* Page extract:

Filter the data so that you only have observations from September 2016 (how do you filter on multiple criteria at once? Look at the documentation!). Save it to a new dataframe called vehicle_sept16. Check that you’ve done it correctly with head() and dim().

Sometimes, I have more columns in my data than I need. I can choose a few columns, and assign it to a new dataset. First, I get the variable names:

names(vehicle_sept16)
##  [1] "creation_date"                                         
##  [2] "status"                                                
##  [3] "completion_date"                                       
##  [4] "service_request_number"                                
##  [5] "type_of_service_request"                               
##  [6] "license_plate"                                         
##  [7] "vehicle_make_model"                                    
##  [8] "vehicle_color"                                         
##  [9] "current_activity"                                      
## [10] "most_recent_action"                                    
## [11] "how_many_days_has_the_vehicle_been_reported_as_parked_"
## [12] "street_address"                                        
## [13] "zip_code"                                              
## [14] "x_coordinate"                                          
## [15] "y_coordinate"                                          
## [16] "ward"                                                  
## [17] "police_district"                                       
## [18] "community_area"                                        
## [19] "ssa"                                                   
## [20] "latitude"                                              
## [21] "longitude"                                             
## [22] "location"                                              
## [23] "location_address"                                      
## [24] "location_city"                                         
## [25] "location_state"                                        
## [26] "location_zip"

* Requirements:
1 – Pick out and copy every line of the records that contains the string "target", treating uppercase and lowercase as different.
2 – Extend the tutorial on filtering vehicle data in R past its final line.
The tutorial on filtering vehicle data in R and the records have no connection to each other.

* Material provided:
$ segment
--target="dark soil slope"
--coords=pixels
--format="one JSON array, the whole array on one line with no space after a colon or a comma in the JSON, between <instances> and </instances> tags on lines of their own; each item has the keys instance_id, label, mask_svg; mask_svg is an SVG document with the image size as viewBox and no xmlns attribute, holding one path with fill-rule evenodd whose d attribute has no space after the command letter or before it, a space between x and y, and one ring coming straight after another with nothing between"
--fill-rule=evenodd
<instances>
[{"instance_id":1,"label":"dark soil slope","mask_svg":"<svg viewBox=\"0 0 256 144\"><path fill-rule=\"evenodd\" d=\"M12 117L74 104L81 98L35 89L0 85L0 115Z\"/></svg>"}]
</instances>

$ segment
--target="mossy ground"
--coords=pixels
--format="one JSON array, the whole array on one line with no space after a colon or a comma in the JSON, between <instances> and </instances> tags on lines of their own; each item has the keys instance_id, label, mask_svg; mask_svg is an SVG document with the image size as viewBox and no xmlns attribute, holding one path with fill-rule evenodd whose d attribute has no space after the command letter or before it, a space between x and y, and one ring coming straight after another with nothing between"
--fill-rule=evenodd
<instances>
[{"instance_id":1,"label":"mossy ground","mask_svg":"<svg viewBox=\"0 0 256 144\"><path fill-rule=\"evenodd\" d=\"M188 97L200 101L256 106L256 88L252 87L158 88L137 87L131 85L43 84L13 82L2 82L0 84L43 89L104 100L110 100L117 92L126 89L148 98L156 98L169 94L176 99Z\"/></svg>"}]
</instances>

* Answers to each task:
1 –
--target="dark soil slope"
--target="mossy ground"

2 –
Then, I extend the code I wrote above:

vehicle_final <- vehicle_sept16 %>% 
  select(location_address, zip_code)

Or, I can even get rid of the intermediate vehicle_sept16 object!

vehicle_final <- vehicle_data %>% 
  filter(year(creation_date) == 2016,
         month(creation_date) == 9) %>% 
  select(location_address, zip_code)

The columns I selected aren’t going to be that useful in terms of performing spatial analysis. Why? Because they’re human understandings of where something is. In order for a computer to understand how to map something. I need something a bit more specific. If that’s all I had, I’d need to geocode my addresses, but thankfully I already have two columns in there with the information I need.

Challenge

What columns am I interested in? Replace the column names with the proper ones.

I can also rename my columns as I select them, for easier typing in the future.

vehicle_final <- vehicle_data %>% 
  filter(year(creation_date) == 2016,
         month(creation_date) == 9) %>% 
  select(comm = community_area,
         lon = longitude,
         lat = latitude)

Great, now that I’ve narrowed down my dataset, I can convert it into a spatial format accepted by R! (Note: it’s quite normal to need to clean and prepare your data before using it for spatial analysis. That’s a big part of the data analysis workflow.)

12.6 Spatial data time - my favorite part!

The workhouse of the modern R spatial toolkit is the sf package. I love it a lot.

To convert a table/CSV with latitude and longitude into an sf format, we use the st_as_sf() function, which has a few arguments.

vehicle_points <- st_as_sf(vehicle_final, 
                          coords = c("lon", "lat"), 
                          crs = 4326, 
                          agr = "constant")

Uh oh, what happened? I got the following error: Error in st_as_sf.data.frame(vehicle_final, coords = c("lon", "lat"), : missing values in coordinates not allowed.

Challenge

I can’t have missing values in my longitude or latitude values! Can you write a filter() statement with the is.na() function to remove the missing lon and lat points from vehicle_final? Save it to vehicle_coord, and check your work with dim()

Let’s try again…

vehicle_points <- st_as_sf(vehicle_coord, 
                          coords = c("lon", "lat"), 
                          crs = 4326, 
                          agr = "constant")

Challenge

Check the class() of your new vehicle_points object. Call the plot() function on it! Also call the st_crs() function on it.

12.7 On your own

Challenge

Can you work through the tutorial here to import spatial data that’s not in data frame format? Stop once you’ve plotted the areas.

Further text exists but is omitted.